Directions for this task: Return all records exactly. Nothing may be added.

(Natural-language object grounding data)
[Start of section]
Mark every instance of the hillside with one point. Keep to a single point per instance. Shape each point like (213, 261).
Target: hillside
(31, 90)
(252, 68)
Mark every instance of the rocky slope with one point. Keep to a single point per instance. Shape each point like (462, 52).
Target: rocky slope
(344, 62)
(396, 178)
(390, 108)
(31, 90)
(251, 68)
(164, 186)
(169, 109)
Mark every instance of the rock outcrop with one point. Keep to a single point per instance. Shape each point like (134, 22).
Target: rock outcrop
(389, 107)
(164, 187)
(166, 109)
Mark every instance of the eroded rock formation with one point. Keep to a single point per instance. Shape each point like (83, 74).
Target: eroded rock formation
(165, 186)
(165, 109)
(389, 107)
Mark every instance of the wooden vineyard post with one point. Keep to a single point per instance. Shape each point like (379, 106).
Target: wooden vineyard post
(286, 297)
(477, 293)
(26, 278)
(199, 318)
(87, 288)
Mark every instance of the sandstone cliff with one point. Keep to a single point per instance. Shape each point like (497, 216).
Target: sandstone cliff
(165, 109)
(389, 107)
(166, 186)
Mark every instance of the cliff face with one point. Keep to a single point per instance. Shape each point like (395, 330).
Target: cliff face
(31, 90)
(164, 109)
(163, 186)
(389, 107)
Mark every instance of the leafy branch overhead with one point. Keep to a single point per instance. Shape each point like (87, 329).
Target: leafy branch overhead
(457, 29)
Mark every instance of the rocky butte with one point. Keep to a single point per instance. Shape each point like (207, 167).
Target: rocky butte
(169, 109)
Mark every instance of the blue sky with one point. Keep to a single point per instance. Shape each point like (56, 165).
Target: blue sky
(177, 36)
[End of section]
Result for this task:
Mark every instance of the hillside with one point. Keep to a single point per instance. Shape each point like (213, 261).
Target: hillside
(31, 90)
(252, 68)
Mark every instance of the rocky slope with one point. Keep to a single point per instance. Shape each point like (462, 52).
Target: rocky slope
(344, 62)
(396, 178)
(390, 108)
(31, 90)
(251, 68)
(164, 186)
(169, 109)
Mark every instance of the rock outcrop with one point. Keep to a single point per instance. Shape each point like (134, 22).
Target: rock outcrop
(389, 107)
(164, 187)
(166, 109)
Mark every instance of the eroded rock formation with one point. Keep to a single point per instance. Shape each point like (83, 74).
Target: eroded rock formation
(165, 186)
(165, 109)
(389, 107)
Mark every instance of the wooden vineyard post with one point. Keep to a single point per instance. Shape each point like (379, 106).
Target: wooden vineyard post
(286, 297)
(477, 293)
(26, 278)
(199, 318)
(87, 288)
Mark every instance of the sandstone cliff with one point. Keep to a single point per instance. Shape each point like (497, 216).
Target: sandstone cliff
(165, 109)
(389, 107)
(166, 186)
Mark every instance of the cliff face with one point. Keep to a single point per instance. Shape each point like (395, 330).
Target: cliff face
(31, 90)
(164, 109)
(163, 186)
(389, 107)
Mark every instance of the leafy branch overhead with one point. Keep to a single point per instance. Shape each point like (87, 329).
Target: leafy branch overhead
(457, 29)
Mark every instance of the rocky butte with one point. Keep to a single point per instance. Shape each point like (207, 167).
Target: rocky butte
(169, 109)
Mark every instance of the blue sky with one point. Keep to a single point per instance. Shape each point like (56, 165).
Target: blue sky
(177, 36)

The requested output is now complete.